■ DESCRIPTION OF THE TASK
Restate exactly, and only, the lines from the one with "Would you mind annotating the green leafy" through the end of the data, with both of those end lines kept. Drop any pictures.

++++++

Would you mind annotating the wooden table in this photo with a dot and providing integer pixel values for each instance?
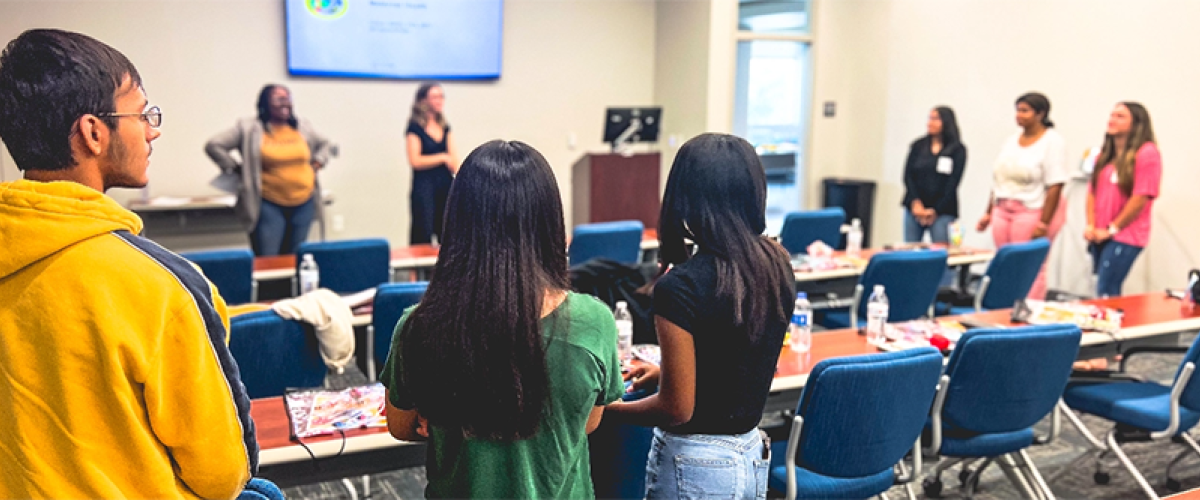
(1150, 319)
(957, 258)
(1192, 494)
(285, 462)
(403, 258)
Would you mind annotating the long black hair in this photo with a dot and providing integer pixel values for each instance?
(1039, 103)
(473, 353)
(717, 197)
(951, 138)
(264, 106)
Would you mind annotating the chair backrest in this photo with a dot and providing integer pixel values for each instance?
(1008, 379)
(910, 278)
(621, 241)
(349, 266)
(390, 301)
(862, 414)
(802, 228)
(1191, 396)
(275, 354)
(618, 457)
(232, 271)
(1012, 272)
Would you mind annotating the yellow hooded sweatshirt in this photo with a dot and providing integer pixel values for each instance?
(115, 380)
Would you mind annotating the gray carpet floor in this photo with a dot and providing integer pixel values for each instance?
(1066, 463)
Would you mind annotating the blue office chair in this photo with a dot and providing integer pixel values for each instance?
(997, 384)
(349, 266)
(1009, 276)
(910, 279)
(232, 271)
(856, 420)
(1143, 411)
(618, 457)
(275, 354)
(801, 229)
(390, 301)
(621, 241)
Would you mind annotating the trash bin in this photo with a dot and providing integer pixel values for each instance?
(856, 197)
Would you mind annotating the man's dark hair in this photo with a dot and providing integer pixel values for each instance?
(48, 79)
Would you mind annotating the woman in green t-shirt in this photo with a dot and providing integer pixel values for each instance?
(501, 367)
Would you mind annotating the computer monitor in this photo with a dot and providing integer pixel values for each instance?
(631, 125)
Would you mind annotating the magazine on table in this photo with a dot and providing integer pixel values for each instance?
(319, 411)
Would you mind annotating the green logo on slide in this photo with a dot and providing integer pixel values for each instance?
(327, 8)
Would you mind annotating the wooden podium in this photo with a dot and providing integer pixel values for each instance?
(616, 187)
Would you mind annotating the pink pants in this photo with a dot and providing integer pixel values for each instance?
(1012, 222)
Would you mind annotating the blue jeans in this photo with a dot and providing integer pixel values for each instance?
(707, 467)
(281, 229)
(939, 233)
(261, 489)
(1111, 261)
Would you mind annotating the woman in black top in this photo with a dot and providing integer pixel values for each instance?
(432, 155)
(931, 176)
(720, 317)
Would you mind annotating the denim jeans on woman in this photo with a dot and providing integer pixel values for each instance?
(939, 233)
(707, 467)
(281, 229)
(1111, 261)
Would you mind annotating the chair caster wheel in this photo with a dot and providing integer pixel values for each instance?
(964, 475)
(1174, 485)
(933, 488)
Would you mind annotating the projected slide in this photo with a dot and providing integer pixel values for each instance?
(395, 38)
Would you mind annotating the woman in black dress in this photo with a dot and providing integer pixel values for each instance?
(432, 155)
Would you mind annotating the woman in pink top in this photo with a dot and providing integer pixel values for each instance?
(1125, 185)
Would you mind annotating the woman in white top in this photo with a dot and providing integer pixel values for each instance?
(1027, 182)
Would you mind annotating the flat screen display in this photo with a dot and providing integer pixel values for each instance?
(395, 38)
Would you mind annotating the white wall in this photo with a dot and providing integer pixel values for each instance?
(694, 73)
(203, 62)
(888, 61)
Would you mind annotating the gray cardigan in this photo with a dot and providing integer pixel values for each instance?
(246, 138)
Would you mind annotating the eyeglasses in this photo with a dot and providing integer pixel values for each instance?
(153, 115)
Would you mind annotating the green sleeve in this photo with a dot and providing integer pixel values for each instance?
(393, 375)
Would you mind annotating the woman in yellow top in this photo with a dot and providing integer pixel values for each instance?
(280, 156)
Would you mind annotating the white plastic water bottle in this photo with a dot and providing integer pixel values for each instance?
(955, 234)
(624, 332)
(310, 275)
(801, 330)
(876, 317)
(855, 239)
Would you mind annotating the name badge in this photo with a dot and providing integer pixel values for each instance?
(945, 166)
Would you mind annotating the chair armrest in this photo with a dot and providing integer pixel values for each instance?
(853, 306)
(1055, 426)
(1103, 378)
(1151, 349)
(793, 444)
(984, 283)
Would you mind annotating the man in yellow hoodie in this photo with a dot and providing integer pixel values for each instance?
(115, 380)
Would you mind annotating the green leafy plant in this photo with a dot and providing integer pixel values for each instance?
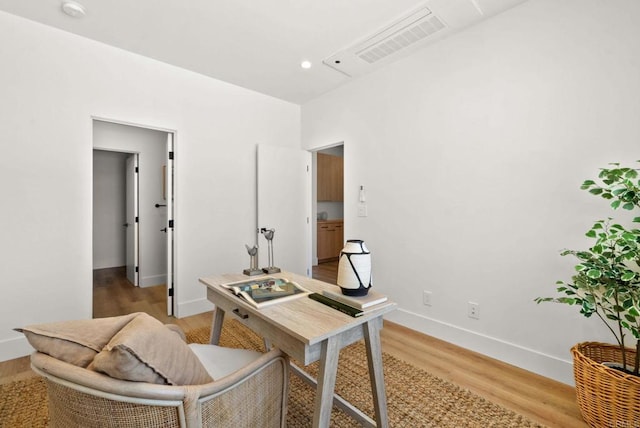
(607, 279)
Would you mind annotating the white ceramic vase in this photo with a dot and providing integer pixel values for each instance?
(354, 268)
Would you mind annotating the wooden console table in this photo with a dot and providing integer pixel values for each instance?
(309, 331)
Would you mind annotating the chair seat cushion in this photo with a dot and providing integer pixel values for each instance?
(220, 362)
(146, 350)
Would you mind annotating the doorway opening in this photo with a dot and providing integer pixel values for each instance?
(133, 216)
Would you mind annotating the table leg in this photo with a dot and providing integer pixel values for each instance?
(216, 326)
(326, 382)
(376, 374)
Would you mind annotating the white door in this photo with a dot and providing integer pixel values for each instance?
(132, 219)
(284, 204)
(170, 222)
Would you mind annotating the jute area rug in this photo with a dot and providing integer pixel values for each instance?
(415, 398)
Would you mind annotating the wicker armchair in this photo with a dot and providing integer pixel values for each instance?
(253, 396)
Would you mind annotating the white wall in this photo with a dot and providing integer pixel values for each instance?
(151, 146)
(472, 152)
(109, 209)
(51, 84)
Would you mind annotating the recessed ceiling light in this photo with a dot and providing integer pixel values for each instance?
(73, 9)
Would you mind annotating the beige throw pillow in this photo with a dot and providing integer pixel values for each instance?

++++++

■ SOLUTION BELOW
Would you mind annotating the green leafy plant in this photo with a dot and providing integer pixel values for each instance?
(607, 279)
Would you mind annotating the white ceramic vase in this photo with a dot and providing integer pixel values for each instance?
(354, 268)
Would you mind annotating the wooden console table in this photo with a dot and providing integer pixel values for each instance?
(309, 331)
Would you mind annotating the chair seat cushion in this photo with a dot and providing integer pixel values for each instance?
(220, 362)
(146, 350)
Would you mind annotating the doorway opening in this photo with a dot and providing integer pixel values for each instance?
(133, 216)
Would you mind annotating the table leg in this photo with a dot and providing integer pixel values for each instance?
(216, 326)
(326, 382)
(376, 374)
Would you mind annotating the white door in this photo with a dot and providing integer pixel values for each instance?
(132, 219)
(284, 204)
(170, 222)
Would you mind annotating the jute area rug in this photo with a dot and providing integer pixel values for each instance?
(415, 398)
Would you mind annotating the wicker armchair in this photo with a dot and providing integer pixel values for each instance?
(253, 396)
Would you mind annotating the white wall in this photo with a dot and providing integer pixel values for each instance?
(151, 146)
(472, 152)
(109, 209)
(51, 84)
Would you mind annotating the recessed ceiling light in this photo with a dot and providing integer pixel values for each instance?
(73, 9)
Would you mind annotating the beige throw pillow in this photo with a dot and providing integer pixel values for each instance?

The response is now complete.